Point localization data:
__________________________________________________
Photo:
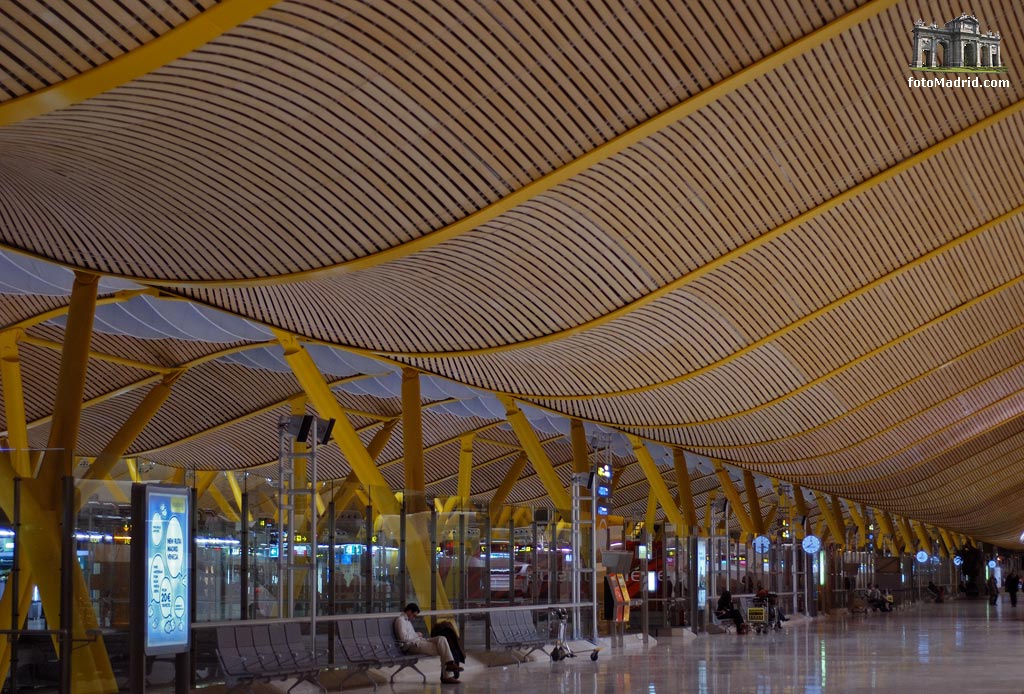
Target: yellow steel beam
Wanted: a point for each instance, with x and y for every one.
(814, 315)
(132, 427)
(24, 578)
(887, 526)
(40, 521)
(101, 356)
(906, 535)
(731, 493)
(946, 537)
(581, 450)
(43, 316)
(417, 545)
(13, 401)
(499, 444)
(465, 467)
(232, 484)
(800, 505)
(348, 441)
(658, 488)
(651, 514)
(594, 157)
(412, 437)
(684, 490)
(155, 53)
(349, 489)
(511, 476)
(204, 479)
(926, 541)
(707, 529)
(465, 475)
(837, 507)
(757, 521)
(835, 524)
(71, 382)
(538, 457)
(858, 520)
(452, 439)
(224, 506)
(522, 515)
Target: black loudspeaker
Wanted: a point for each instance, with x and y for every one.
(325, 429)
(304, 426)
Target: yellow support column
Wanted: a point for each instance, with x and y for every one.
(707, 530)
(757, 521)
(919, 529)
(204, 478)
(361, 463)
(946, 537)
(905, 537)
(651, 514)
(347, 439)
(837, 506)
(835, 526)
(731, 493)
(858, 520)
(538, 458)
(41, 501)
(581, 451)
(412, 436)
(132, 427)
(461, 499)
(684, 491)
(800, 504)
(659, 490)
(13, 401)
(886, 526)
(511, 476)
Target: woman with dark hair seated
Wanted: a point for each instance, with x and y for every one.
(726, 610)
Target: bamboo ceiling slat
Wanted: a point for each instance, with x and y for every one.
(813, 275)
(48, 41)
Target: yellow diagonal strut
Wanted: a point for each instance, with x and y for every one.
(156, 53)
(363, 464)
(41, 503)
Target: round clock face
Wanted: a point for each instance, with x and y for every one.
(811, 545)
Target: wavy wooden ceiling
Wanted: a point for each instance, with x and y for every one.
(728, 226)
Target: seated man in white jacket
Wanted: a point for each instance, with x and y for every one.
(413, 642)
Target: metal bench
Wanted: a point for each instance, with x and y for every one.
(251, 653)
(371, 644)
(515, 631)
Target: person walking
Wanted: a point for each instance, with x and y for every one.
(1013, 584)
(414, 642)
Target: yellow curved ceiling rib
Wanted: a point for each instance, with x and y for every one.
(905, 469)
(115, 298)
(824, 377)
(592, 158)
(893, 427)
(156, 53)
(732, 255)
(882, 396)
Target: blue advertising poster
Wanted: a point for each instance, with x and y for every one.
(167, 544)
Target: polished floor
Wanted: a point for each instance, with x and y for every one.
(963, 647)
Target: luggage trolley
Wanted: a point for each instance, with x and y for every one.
__________________________________________________
Directions.
From the records above, copy each line that contains the word "ceiling".

Result.
Target: bamboo ceiling slat
Target: wavy wooden ceiling
Target: yellow curved ceiling rib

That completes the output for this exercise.